:: Provided information

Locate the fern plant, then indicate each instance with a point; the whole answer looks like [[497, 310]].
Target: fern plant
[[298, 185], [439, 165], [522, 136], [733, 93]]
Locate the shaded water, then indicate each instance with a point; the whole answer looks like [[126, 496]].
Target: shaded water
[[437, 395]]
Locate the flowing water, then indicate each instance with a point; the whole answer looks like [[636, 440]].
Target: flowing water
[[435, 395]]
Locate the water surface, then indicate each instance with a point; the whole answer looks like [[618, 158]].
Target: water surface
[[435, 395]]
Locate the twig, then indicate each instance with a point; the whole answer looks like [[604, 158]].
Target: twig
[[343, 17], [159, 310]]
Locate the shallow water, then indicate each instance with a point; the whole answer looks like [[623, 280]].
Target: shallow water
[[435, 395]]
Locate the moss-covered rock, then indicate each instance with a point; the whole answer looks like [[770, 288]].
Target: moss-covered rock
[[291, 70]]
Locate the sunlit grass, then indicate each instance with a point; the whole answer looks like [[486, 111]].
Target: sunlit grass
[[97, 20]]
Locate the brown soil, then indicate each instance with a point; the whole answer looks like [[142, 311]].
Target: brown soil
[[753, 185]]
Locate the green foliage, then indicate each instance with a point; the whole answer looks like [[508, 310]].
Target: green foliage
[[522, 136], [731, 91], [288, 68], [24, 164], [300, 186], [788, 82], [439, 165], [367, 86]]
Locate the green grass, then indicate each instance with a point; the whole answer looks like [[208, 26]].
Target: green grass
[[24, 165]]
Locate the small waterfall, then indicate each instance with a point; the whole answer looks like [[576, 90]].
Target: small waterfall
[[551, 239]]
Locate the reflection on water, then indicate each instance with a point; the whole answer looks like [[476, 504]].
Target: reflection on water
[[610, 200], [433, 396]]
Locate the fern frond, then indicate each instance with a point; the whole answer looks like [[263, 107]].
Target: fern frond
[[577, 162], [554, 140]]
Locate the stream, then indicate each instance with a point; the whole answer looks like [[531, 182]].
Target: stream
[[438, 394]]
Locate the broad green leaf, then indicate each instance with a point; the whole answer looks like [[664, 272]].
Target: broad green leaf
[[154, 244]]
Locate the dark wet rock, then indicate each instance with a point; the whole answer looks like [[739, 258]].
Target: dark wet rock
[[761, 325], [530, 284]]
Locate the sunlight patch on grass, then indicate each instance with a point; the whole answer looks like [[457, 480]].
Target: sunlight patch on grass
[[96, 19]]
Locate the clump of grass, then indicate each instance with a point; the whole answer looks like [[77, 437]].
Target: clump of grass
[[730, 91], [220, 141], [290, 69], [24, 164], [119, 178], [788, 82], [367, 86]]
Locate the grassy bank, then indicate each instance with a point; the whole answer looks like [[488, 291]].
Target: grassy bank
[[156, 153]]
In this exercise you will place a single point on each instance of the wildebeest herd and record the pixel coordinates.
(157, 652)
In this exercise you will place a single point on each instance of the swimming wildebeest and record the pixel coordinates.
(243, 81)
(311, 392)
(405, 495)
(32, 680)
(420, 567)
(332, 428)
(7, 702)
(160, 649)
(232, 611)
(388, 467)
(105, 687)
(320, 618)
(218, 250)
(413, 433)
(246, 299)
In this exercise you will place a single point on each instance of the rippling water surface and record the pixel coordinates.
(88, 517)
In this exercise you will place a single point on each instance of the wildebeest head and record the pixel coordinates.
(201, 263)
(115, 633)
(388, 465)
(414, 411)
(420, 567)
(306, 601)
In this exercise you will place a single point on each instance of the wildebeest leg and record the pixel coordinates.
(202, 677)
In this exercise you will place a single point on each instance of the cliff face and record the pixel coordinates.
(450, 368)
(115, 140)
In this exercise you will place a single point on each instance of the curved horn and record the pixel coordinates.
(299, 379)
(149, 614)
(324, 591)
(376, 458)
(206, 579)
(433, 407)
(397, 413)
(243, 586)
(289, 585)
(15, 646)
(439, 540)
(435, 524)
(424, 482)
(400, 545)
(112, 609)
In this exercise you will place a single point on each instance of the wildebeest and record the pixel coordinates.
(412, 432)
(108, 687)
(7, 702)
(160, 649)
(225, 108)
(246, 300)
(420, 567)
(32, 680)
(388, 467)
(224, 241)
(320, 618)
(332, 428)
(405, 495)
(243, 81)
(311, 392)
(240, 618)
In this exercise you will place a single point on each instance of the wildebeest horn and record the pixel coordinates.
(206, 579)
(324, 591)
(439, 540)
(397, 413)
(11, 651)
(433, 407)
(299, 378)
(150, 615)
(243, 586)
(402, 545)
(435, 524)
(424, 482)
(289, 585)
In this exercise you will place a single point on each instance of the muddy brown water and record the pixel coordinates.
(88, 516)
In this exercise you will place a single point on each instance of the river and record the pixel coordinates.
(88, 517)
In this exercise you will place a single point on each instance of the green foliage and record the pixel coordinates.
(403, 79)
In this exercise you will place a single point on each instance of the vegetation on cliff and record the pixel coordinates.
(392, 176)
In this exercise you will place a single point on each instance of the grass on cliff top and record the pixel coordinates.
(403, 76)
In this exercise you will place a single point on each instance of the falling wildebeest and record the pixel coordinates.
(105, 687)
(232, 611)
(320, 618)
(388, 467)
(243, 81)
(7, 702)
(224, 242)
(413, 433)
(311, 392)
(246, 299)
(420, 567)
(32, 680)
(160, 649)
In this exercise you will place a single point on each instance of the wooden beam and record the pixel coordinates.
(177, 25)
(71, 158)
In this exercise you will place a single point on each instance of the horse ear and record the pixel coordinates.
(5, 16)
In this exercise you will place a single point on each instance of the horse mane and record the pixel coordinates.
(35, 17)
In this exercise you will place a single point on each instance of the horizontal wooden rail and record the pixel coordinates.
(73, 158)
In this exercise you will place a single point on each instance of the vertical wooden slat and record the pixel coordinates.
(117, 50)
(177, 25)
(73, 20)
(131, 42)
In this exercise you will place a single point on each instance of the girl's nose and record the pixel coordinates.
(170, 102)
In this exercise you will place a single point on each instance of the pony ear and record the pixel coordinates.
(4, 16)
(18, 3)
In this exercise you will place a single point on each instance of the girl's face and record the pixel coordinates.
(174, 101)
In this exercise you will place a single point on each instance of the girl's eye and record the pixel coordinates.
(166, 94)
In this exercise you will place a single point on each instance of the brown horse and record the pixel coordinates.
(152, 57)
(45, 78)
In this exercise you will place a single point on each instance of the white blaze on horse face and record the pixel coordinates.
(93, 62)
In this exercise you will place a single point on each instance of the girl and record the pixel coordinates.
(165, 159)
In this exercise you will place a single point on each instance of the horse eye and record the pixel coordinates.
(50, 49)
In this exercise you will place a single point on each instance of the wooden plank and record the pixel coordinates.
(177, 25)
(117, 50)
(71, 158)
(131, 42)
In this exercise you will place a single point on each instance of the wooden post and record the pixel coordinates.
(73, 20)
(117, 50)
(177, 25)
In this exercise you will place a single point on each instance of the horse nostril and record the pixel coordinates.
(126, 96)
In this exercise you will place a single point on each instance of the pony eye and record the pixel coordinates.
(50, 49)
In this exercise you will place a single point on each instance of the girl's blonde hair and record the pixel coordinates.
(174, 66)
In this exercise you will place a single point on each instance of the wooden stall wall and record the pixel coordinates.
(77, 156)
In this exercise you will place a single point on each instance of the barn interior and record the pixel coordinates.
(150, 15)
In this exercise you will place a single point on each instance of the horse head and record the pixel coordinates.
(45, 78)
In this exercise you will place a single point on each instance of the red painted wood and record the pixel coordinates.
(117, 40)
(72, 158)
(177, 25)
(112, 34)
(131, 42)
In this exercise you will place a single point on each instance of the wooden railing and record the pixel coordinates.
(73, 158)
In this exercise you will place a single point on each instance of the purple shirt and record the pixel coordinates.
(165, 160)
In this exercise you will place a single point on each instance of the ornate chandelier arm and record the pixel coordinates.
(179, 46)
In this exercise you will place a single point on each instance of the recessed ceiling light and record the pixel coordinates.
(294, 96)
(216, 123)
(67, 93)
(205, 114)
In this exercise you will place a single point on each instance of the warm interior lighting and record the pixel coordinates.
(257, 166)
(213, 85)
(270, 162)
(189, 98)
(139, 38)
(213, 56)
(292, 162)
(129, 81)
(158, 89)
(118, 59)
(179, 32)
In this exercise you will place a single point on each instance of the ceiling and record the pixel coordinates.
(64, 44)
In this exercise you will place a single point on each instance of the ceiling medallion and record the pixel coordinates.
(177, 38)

::::

Copy only this span: the line that contains "wall and record the pixel coordinates.", the last line, and every line between them.

In this exercise you will place a single point on each instance of the wooden stall wall and record the pixel coordinates.
(77, 156)
In this exercise you will place a single point on each instance of the barn interior and record the pixel coordinates.
(150, 15)
In this exercise you will place a single point on each instance of the horse head and record the pixel coordinates.
(45, 78)
In this exercise you will place a single point on each instance of the red painted wood and record the pixel coordinates.
(117, 40)
(72, 158)
(177, 25)
(112, 34)
(131, 42)
In this exercise you will place a single point on each instance of the wooden railing and record the pixel coordinates.
(73, 158)
In this exercise you will place a single point on each instance of the purple shirt and record the pixel coordinates.
(165, 160)
In this exercise you will place a single point on each instance of the ornate chandelier arm and record the pixel coordinates.
(179, 46)
In this exercise you will place a single point on each instance of the recessed ceiling light and record the pixel coordinates.
(294, 96)
(216, 123)
(67, 93)
(205, 114)
In this exercise you will place a single point on each instance of the warm interior lighting and record the pixel coordinates.
(257, 166)
(213, 85)
(270, 162)
(189, 98)
(139, 38)
(213, 56)
(292, 162)
(129, 81)
(158, 89)
(118, 59)
(179, 32)
In this exercise you will place a single point on each instance of the ceiling and record the pixel coordinates.
(64, 44)
In this exercise you will place a single point on each instance of the ceiling medallion and record the pixel coordinates.
(177, 38)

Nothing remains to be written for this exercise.